Rewrite the assignment page from "This assignment is" up to and including "the PASS/FAIL outcome.", replacing "modules" with "source files".

▸ **Text section**
============================================================

There is a zip file containing a partial implementation. (NOT UPDATED YET, Sorry)

Lennart Andersson's "Parsing in Haskell" describing building parsers using Maybe.

Submission requirements

This assignment is to be solved in pairs. You are to submit your solution to course canvas by 20th May 2024, 23:59 CET. The solution must contain a zip-file containing a directory with all modules (but excluding the test ones!). To pass, your program must work and consist of readable modules. Every value (or function) exported from a module must have an explicit type. Make sure to include your names in the modules you submit.

Please note that this time you are expected to provide functioning and readable code - we assume you can do that without problems by now. You will get a PASS in case of no objections from our side (you will be informed about that). In case of questions from your side, uncertainty or just plain curiosity about our opinion about your code, please mention it in the submission message on canvas, otherwise you will just get informed about the PASS/FAIL outcome.

============================================================

▸ **Data section**

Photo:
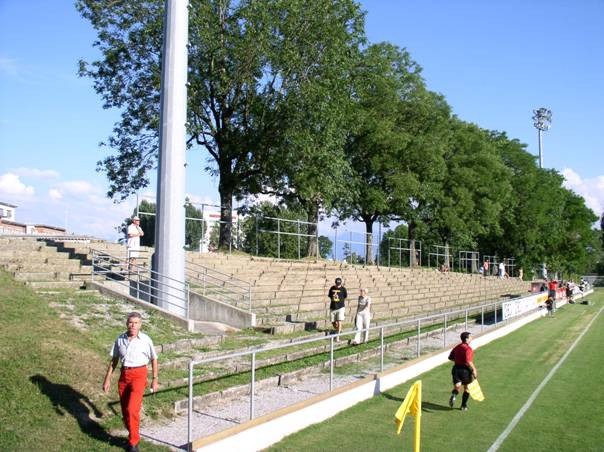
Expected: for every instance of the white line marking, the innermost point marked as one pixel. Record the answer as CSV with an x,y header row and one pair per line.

============================================================

▸ **Problem solution**
This assignment is to be solved in pairs. You are to submit your solution to course canvas by 20th May 2024, 23:59 CET. The solution must contain a zip-file containing a directory with all source files (but excluding the test ones!). To pass, your program must work and consist of readable source files. Every value (or function) exported from a module must have an explicit type. Make sure to include your names in the source files you submit.

Please note that this time you are expected to provide functioning and readable code - we assume you can do that without problems by now. You will get a PASS in case of no objections from our side (you will be informed about that). In case of questions from your side, uncertainty or just plain curiosity about our opinion about your code, please mention it in the submission message on canvas, otherwise you will just get informed about the PASS/FAIL outcome.